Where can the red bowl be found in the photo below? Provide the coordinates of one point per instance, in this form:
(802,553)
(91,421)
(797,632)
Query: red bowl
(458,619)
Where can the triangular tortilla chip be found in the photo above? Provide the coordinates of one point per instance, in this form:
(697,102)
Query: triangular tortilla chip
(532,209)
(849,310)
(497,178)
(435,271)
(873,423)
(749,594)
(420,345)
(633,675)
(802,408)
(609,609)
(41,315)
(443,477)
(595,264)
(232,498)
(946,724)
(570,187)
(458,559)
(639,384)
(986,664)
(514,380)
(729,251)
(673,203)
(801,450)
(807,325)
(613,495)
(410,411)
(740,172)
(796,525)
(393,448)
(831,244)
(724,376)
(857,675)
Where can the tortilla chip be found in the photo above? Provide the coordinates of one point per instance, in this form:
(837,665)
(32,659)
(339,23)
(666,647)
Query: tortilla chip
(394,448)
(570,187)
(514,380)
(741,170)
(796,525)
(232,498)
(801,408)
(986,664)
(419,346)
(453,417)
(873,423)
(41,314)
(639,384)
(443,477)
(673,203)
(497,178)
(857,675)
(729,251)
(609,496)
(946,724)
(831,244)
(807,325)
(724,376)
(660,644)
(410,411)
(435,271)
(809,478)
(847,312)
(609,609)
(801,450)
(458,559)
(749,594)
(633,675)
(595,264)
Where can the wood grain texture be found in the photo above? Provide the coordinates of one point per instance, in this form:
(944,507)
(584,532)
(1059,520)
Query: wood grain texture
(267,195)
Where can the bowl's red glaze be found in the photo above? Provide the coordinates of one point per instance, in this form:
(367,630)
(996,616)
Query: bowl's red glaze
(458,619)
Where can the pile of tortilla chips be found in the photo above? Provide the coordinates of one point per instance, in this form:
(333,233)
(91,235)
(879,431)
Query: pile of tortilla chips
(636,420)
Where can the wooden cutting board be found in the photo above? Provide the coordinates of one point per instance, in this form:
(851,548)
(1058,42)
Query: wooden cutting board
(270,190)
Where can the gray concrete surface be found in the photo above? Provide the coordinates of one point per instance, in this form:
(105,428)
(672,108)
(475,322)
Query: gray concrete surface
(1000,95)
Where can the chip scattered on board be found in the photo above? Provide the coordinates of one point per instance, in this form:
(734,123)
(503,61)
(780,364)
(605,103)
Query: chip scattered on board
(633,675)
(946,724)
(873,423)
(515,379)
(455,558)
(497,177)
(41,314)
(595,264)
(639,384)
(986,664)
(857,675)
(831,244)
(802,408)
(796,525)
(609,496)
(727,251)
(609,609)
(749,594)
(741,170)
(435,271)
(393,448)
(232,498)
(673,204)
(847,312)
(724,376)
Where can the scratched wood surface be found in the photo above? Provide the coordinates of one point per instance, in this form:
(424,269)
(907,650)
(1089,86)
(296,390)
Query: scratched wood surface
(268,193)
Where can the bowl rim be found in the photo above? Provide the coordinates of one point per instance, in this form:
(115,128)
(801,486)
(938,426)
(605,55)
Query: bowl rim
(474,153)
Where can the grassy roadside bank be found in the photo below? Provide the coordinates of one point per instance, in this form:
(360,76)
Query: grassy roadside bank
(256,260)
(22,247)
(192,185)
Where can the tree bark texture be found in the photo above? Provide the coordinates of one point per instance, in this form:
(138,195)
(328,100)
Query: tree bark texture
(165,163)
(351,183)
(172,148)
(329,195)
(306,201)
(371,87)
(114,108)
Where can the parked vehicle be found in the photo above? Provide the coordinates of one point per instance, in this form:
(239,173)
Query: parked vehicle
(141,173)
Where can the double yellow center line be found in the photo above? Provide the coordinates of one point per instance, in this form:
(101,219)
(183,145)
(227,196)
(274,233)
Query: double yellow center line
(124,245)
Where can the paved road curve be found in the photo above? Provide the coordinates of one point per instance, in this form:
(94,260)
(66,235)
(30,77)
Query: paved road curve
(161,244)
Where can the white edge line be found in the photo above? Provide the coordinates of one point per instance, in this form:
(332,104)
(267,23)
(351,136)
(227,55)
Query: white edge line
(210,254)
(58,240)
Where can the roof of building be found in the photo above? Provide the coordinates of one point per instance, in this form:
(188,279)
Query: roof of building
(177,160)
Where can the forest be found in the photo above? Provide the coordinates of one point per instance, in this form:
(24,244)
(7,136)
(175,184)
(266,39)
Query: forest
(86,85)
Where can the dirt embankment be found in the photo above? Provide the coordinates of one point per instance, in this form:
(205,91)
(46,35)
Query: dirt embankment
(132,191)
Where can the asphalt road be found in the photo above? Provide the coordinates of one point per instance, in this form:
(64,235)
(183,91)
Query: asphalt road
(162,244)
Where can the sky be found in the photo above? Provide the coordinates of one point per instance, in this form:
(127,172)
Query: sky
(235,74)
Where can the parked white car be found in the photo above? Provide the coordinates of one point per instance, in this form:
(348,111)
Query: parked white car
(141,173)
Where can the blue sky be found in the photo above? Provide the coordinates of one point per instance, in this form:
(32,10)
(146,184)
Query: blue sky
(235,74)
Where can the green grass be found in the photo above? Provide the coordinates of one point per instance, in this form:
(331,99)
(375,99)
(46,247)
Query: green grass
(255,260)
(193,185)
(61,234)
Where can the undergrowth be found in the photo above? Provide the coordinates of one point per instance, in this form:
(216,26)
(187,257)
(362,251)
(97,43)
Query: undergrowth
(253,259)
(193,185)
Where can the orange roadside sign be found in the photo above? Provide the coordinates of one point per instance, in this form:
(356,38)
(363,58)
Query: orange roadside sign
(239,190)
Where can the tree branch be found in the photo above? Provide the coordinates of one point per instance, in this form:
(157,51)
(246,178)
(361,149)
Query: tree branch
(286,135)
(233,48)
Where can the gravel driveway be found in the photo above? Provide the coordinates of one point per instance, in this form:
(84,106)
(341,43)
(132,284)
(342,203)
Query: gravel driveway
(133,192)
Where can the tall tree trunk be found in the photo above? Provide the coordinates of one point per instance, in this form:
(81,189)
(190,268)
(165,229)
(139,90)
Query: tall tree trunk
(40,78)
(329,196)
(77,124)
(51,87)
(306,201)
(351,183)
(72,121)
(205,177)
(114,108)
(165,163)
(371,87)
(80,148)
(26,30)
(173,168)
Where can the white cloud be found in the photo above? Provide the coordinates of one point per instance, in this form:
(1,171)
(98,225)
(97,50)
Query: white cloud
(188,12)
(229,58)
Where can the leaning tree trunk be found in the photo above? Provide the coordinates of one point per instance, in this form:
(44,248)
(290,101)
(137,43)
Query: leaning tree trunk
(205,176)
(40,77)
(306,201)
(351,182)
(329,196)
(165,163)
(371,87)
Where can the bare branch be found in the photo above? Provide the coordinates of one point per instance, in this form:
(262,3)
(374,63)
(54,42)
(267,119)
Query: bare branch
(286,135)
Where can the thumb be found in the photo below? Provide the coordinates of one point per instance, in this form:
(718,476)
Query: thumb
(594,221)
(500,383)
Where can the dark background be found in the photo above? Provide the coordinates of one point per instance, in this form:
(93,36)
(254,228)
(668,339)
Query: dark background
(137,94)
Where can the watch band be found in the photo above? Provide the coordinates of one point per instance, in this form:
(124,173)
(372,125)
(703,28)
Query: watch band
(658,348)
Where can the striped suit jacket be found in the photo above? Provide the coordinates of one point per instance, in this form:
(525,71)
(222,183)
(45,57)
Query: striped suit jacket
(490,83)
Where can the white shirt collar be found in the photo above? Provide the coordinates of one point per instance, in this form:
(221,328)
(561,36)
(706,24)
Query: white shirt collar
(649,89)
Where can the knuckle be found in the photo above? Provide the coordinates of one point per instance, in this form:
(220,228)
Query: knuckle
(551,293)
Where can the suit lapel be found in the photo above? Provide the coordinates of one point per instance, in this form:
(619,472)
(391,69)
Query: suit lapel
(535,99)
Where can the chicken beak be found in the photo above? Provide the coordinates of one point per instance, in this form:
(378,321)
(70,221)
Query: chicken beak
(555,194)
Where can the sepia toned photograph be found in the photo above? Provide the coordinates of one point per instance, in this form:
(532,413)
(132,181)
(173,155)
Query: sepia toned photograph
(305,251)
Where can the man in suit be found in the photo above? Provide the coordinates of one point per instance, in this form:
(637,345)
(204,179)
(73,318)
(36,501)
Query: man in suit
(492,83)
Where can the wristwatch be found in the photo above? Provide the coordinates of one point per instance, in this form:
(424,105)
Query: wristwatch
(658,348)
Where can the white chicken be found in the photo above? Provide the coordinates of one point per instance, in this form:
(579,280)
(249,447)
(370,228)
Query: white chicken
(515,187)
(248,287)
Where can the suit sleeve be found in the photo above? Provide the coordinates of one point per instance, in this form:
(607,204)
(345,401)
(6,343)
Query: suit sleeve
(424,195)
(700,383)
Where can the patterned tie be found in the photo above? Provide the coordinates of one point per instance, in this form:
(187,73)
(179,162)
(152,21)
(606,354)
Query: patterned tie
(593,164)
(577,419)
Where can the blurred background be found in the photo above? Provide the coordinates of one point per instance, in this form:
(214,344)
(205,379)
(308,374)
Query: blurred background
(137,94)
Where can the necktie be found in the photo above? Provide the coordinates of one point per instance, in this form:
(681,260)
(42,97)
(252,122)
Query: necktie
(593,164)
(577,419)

____

Given problem – Copy exactly the lines of the listing above, beginning at the line with "Where can the patterned" and ending at its final line; write out nothing else.

The answer –
Where can the patterned tie be found in the photo above? Provide the coordinates of one point per instance, in this form:
(187,73)
(179,162)
(152,21)
(606,354)
Query: patterned tie
(593,164)
(577,419)
Where can the blurred background be found in the photo above? Provide the coordinates of one point per instance, in this form:
(214,344)
(205,379)
(308,374)
Query: blurred background
(137,94)
Where can the necktie be found in the photo above? Provide the coordinates of one point per instance, in this form:
(681,260)
(42,97)
(252,122)
Query: necktie
(593,164)
(577,419)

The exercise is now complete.